* **What is being asked**
Arrange every line of the rows below as a Markdown table with the columns "Number" and "Line," numbering the lines in order and omitting blank lines. Leave the pictures out of the answer.

--- Begin Dataset content ---

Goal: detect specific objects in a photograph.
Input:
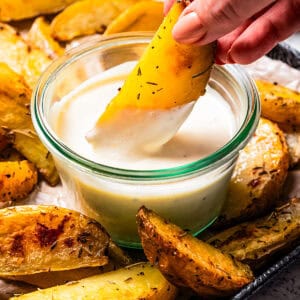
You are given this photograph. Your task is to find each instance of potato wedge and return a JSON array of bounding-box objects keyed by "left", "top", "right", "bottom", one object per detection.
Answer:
[
  {"left": 12, "top": 263, "right": 176, "bottom": 300},
  {"left": 0, "top": 205, "right": 110, "bottom": 277},
  {"left": 216, "top": 118, "right": 289, "bottom": 226},
  {"left": 207, "top": 198, "right": 300, "bottom": 268},
  {"left": 0, "top": 160, "right": 38, "bottom": 204},
  {"left": 98, "top": 2, "right": 214, "bottom": 126},
  {"left": 51, "top": 0, "right": 145, "bottom": 41},
  {"left": 256, "top": 80, "right": 300, "bottom": 125},
  {"left": 278, "top": 123, "right": 300, "bottom": 167},
  {"left": 104, "top": 1, "right": 164, "bottom": 35},
  {"left": 0, "top": 0, "right": 78, "bottom": 21},
  {"left": 0, "top": 63, "right": 59, "bottom": 185},
  {"left": 137, "top": 207, "right": 253, "bottom": 296},
  {"left": 26, "top": 17, "right": 65, "bottom": 58},
  {"left": 0, "top": 23, "right": 52, "bottom": 88},
  {"left": 0, "top": 128, "right": 9, "bottom": 153}
]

--- End Dataset content ---

* **Output of the task**
| Number | Line |
|---|---|
| 1 | Goal: detect specific objects in a photograph. |
| 2 | Input: |
| 3 | You are given this photograph. Your task is to find each instance of potato wedge and return a JSON array of bounding-box objects keyed by "left", "top", "right", "bottom", one object per detection. |
| 4 | Answer: |
| 5 | [ |
| 6 |   {"left": 12, "top": 263, "right": 176, "bottom": 300}, |
| 7 |   {"left": 0, "top": 205, "right": 110, "bottom": 277}, |
| 8 |   {"left": 216, "top": 118, "right": 289, "bottom": 226}, |
| 9 |   {"left": 207, "top": 198, "right": 300, "bottom": 268}, |
| 10 |   {"left": 0, "top": 160, "right": 38, "bottom": 204}, |
| 11 |   {"left": 98, "top": 2, "right": 214, "bottom": 126}, |
| 12 |   {"left": 51, "top": 0, "right": 145, "bottom": 41}, |
| 13 |   {"left": 256, "top": 80, "right": 300, "bottom": 125}, |
| 14 |   {"left": 278, "top": 123, "right": 300, "bottom": 167}, |
| 15 |   {"left": 104, "top": 1, "right": 164, "bottom": 35}, |
| 16 |   {"left": 0, "top": 0, "right": 78, "bottom": 21}, |
| 17 |   {"left": 0, "top": 63, "right": 59, "bottom": 185}, |
| 18 |   {"left": 137, "top": 207, "right": 253, "bottom": 296}, |
| 19 |   {"left": 26, "top": 17, "right": 65, "bottom": 58}, |
| 20 |   {"left": 0, "top": 23, "right": 52, "bottom": 88}, |
| 21 |   {"left": 0, "top": 128, "right": 9, "bottom": 153} |
| 22 | ] |